■ **Task goal**
Only an exact reprint of all the data is acceptable.

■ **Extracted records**
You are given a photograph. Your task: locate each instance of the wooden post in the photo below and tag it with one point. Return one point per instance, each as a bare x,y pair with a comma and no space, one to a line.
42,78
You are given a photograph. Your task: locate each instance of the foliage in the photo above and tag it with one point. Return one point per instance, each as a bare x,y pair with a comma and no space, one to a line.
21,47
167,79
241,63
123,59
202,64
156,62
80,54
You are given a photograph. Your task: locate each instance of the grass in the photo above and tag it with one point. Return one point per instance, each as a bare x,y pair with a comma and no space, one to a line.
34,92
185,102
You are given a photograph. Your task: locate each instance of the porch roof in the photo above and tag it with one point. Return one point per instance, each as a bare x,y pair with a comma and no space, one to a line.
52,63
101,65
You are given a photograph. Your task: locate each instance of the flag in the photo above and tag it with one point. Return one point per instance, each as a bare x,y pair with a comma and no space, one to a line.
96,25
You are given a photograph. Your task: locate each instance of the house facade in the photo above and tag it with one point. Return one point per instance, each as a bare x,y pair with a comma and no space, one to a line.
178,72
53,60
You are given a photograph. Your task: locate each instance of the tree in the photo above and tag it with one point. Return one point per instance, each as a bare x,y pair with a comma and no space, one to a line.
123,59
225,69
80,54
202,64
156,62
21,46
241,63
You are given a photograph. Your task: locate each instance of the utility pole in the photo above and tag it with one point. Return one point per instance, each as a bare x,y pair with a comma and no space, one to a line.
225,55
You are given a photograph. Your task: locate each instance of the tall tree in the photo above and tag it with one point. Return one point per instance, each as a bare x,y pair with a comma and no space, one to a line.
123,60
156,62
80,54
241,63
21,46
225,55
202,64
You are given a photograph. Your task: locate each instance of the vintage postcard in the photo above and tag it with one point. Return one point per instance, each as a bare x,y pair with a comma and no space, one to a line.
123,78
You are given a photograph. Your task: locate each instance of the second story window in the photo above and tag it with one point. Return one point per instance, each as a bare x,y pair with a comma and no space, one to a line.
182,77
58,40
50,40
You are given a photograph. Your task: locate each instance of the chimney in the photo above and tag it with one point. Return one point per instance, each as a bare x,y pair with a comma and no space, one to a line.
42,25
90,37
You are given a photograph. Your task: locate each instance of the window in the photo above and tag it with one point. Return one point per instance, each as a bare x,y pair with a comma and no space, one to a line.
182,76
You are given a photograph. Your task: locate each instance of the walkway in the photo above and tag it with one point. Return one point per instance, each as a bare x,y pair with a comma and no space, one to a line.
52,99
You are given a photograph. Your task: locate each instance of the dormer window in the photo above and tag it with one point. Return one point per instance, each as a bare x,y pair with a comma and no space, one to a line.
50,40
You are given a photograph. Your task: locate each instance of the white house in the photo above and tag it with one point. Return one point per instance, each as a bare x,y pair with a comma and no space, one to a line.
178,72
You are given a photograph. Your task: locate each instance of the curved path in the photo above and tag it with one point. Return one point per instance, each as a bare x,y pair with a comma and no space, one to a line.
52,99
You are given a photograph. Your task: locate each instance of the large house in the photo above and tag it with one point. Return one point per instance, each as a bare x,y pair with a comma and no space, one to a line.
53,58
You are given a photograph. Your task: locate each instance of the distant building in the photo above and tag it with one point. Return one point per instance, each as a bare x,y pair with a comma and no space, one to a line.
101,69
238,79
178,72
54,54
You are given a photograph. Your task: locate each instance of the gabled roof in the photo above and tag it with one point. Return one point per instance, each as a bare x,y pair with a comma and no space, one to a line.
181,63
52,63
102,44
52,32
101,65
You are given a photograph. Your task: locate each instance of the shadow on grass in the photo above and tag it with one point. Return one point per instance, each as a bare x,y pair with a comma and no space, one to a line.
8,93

■ **Reply**
You are given a photograph. Your task: locate each instance of the wooden post in the photo below and tag it with one point. Return one point per instance, each as a bare x,y pair with a comma and no space, one to a line.
42,78
You are given a photograph. Your task: locate each instance of the foliage in the photo above and tag it with one point. Return one point per instance, each as a bare x,y pair with a comma and no space, one to a line.
21,47
167,79
241,63
123,59
202,64
156,62
80,54
You are given a photograph. Your task: locate each instance of the grass in the photo above and tag it with one point. Return one point per instance, each as a bare x,y pair with a comma and no space, one to a line.
34,92
185,102
You are given a photograph. Your task: locate each instance of the porch roof in the photo above and tag it with one point. Return one point per instance, each as a bare x,y pair with a comma and no space, one to a line.
52,63
101,65
You are given a photograph. Your task: locate each instance of the flag in the photo above and tag it with one point. Return one point per instance, each as a bare x,y pair with a comma and no space, one to a line.
96,25
You are given a photograph. Your task: locate each instance of the house facade in the photo above and tag it with one point. Return one point per instance, each as a bare x,y pair with a comma and no space, one to a line.
178,72
53,60
You are given a photograph. Your task: locate each instance of the tree in the photo above and tag it with one point. Return one point per instance, each as a bare x,y pair with a comma and no space, one to a line.
123,59
225,69
80,54
202,64
156,62
21,46
241,63
You are given a photograph. Your task: locate each instance of the utility pole in the photo above and tag it with one point. Return one point per instance, each as a bare x,y pair with a comma and no space, one to a line.
225,55
You are given a photograph. Your task: locate each instance of the tall tree in the photo above and tag it with one point. Return one point per instance, each as a bare x,y pair with a comma and no space, one to a line.
123,60
156,62
80,54
241,63
21,46
225,55
202,64
You are given a photograph. Your task: locate each instance of the vintage postcard in the photo above and tag it with one point. Return one point per instance, each as a bare x,y pair with a comma and no space, one to a line.
123,78
You are given a photograph. Your task: locate each instance of the second story window in the photo above and tag it with one point. Return one point per instance, each as a bare x,y pair with a comma and no space, one to a line.
182,77
58,40
50,40
You are given a photograph. Your task: locate each instance of the chimney in the photo above and tag it with one point. Return one point per instance, each as a bare x,y pair with a comma and no space, one to a line.
42,25
90,37
You are given a photograph. Your task: locate each instance of the window in the photo above and tag it with one point. Return one point per instance, each as a bare x,y pair with a comma and no space, one to a line.
182,76
You are given a photograph. Your task: locate each instance of the walkway in the photo above and tag it with one point. Return one point per instance, each as a bare x,y pair with a comma and no space, one to a line.
52,99
You are given a photograph. Your task: locate each instance of the dormer window in the photo above and tag it with one point. Return one point per instance, each as a bare x,y pair with a comma and no space, one to a line.
50,40
You are given a photograph. Your task: locate each instance of the white house in the photo above and tag it with one point. Return one point per instance, each as a bare x,y pair with a comma and no space, one to a line.
178,72
You are given a photograph. Your task: locate each instance of the curved path in the photo above and tag it with one point. Return one point per instance, each as a bare x,y pair with a comma and no space, one to a line.
52,99
You are given a photograph. Your task: locate each instance of the large house in the photo above and tag it with one point. Return one point per instance, each as a bare x,y pair with a comma and no space, one to a line.
53,58
You are given a photograph. Your task: locate each instance of the distant building in the photo above and tag it with one point. Return one point per instance, each as a bare x,y pair with a comma and no space, one to a line.
101,69
238,79
178,72
54,54
You are given a photograph. Your task: locate each instance of the gabled roof in the photo above and tag it with one point. Return one point per instance, each as a bare x,y pair with a comma and no space, one to a line.
181,63
52,63
102,44
52,32
101,65
You are given a photograph. Your task: locate each instance of the shadow on grass in the photo above and tag it with one point. Return one point per instance, each as a bare x,y pair with a comma and no space, one to a line.
8,93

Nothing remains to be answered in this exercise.